*REQUIREMENT*: Starting at the line that contains "Note: spot the wrist", quote each line exactly through the last line of the entries, both included.

Point localization data
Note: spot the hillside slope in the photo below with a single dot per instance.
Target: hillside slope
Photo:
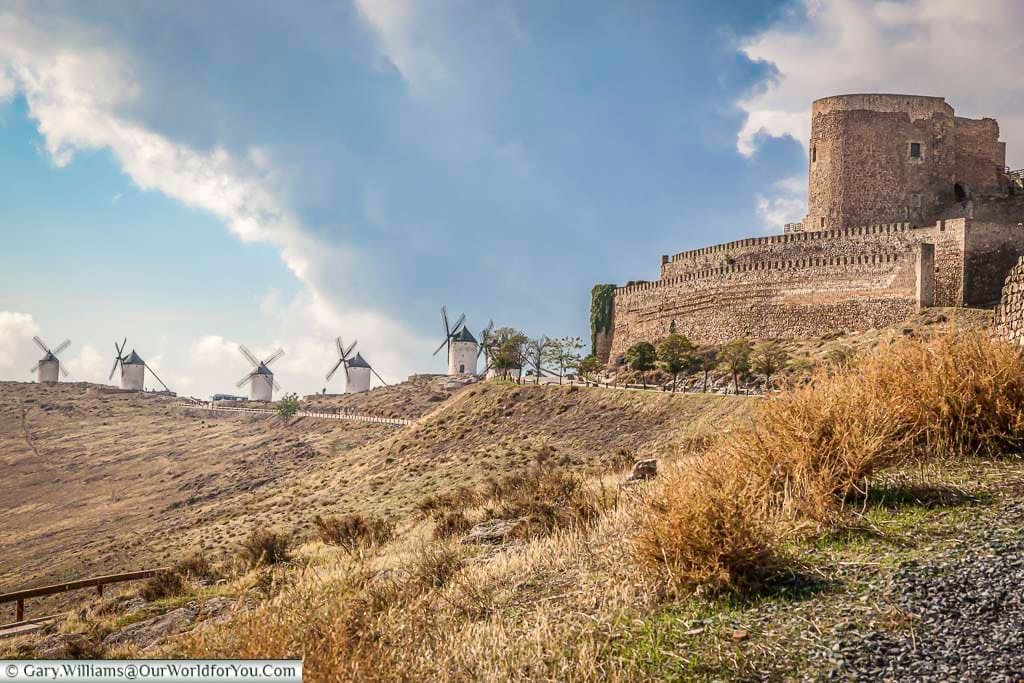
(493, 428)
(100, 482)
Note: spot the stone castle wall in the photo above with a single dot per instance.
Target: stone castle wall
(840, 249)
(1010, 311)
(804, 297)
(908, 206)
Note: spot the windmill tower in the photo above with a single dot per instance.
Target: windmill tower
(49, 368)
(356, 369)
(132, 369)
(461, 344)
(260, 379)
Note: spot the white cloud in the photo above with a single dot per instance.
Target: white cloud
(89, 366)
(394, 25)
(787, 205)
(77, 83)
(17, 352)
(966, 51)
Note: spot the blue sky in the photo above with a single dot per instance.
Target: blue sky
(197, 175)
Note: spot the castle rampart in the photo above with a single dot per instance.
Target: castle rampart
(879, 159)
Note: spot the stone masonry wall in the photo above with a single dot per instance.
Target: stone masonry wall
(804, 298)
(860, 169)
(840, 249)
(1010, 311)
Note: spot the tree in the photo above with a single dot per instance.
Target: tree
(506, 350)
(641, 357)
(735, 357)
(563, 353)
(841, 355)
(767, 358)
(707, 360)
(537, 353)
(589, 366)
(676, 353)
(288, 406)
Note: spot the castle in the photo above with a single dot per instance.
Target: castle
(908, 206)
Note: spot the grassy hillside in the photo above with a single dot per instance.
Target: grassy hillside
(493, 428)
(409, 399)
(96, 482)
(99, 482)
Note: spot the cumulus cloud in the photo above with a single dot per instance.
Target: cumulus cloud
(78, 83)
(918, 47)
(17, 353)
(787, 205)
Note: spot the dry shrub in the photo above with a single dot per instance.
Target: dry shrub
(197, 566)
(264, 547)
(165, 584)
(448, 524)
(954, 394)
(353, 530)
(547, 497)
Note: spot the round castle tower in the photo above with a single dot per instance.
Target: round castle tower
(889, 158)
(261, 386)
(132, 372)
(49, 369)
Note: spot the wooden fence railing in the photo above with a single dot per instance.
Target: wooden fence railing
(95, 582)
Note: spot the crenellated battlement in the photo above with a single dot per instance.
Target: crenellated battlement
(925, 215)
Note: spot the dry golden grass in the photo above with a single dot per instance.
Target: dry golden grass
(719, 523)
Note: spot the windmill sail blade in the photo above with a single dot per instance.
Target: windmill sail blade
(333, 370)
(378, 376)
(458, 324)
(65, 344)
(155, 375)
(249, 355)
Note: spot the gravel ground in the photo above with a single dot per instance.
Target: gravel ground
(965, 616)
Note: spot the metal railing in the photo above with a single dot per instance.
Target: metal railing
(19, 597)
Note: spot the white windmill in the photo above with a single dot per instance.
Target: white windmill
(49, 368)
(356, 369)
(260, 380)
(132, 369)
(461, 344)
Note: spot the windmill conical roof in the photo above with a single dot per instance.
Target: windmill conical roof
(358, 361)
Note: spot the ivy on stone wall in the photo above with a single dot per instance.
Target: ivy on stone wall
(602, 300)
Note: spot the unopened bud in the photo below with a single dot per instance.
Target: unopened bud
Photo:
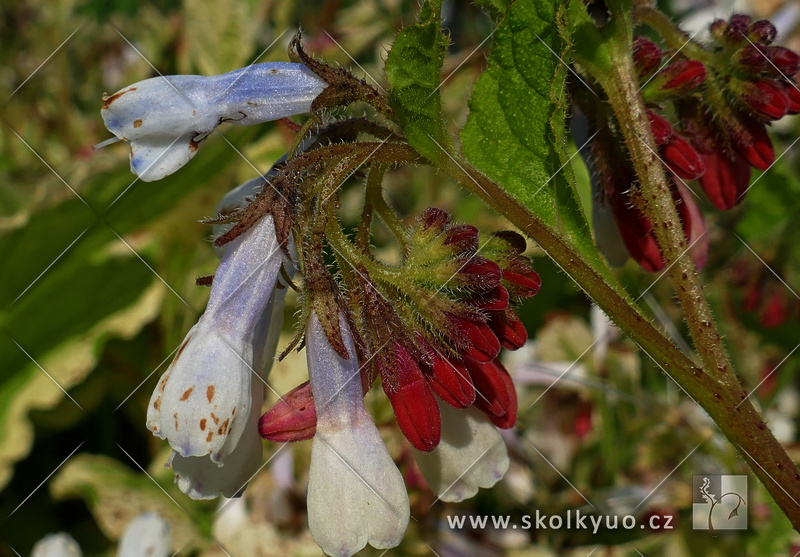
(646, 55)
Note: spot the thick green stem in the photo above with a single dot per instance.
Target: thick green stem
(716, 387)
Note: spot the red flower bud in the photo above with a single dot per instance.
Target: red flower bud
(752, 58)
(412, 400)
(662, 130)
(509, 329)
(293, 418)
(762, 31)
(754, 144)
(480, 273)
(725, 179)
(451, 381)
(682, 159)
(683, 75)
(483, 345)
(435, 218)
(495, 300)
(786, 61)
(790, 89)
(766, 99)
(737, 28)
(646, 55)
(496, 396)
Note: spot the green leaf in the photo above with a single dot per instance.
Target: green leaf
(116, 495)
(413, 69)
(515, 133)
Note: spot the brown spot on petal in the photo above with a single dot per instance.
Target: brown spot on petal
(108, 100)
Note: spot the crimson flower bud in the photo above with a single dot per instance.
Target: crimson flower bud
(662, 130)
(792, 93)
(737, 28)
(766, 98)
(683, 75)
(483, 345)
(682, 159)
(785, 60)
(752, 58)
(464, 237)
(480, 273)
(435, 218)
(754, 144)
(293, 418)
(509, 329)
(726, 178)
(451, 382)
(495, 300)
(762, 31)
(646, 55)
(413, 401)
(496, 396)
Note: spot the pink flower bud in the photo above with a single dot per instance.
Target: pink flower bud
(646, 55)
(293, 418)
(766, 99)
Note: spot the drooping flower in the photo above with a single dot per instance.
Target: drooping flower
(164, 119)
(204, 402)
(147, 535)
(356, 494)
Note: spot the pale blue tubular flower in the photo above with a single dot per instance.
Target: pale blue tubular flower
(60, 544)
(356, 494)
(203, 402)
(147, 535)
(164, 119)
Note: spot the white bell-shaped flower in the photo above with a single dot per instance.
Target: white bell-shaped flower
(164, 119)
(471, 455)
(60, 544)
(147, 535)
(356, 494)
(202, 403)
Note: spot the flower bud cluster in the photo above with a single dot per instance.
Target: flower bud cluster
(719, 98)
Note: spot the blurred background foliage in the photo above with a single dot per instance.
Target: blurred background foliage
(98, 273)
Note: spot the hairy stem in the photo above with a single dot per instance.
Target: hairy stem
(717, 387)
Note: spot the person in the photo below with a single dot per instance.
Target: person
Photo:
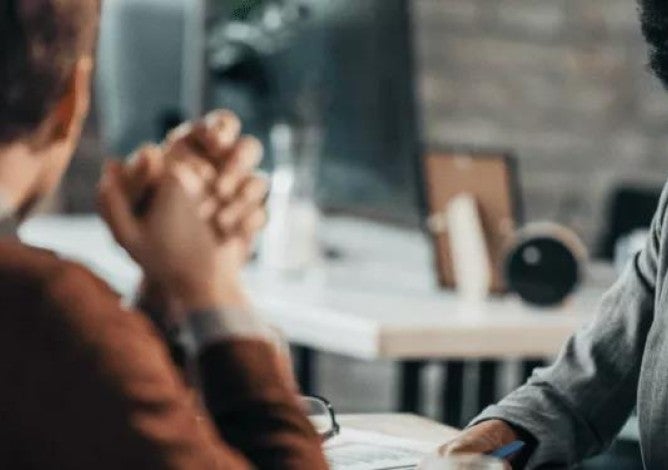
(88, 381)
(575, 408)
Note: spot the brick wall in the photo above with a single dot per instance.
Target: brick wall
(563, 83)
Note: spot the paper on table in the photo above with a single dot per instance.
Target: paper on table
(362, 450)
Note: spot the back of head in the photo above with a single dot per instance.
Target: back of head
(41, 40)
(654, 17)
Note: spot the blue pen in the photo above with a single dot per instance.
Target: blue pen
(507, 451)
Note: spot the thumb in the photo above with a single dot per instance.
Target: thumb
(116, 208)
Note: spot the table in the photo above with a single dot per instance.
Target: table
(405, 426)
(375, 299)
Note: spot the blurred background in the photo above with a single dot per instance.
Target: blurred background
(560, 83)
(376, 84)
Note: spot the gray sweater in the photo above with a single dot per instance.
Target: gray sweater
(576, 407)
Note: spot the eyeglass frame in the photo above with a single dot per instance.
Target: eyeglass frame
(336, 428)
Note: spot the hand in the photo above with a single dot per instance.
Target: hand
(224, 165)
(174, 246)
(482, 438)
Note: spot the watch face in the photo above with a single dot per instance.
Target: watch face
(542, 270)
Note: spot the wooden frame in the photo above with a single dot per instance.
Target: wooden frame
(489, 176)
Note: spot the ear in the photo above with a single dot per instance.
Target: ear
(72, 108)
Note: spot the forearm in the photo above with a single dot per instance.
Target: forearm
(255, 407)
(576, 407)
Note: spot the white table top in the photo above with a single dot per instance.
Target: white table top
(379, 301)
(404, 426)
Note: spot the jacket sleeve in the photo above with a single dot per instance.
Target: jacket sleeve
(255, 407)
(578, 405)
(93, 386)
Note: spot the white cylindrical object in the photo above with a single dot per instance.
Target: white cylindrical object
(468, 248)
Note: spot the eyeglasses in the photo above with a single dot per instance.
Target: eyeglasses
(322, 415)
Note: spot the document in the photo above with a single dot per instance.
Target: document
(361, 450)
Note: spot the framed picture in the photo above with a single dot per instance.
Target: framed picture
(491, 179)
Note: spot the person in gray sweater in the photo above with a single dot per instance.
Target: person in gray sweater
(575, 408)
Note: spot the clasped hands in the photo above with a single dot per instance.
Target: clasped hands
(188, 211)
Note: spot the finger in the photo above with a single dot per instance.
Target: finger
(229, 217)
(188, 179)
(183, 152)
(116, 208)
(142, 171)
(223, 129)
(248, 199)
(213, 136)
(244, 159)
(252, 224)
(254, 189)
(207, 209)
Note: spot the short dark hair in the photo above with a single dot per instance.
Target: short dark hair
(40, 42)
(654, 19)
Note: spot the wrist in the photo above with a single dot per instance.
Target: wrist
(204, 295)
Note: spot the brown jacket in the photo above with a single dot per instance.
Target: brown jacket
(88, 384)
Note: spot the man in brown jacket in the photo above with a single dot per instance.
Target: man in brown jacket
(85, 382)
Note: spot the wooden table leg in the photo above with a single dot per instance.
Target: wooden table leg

*THE ANSWER*:
Note: spot the wrist in the photo above with a single dot per instance.
Target: wrist
(204, 295)
Note: spot the brown jacket in the photo above with a single dot per instance.
Target: brown jacket
(88, 384)
Note: spot the man in brown jacket in the photo above with a single dot per instance.
Target: man in brown jacket
(85, 382)
Note: spot the wooden table leg in the photo above with a single dot per instance.
Target: wooden table leg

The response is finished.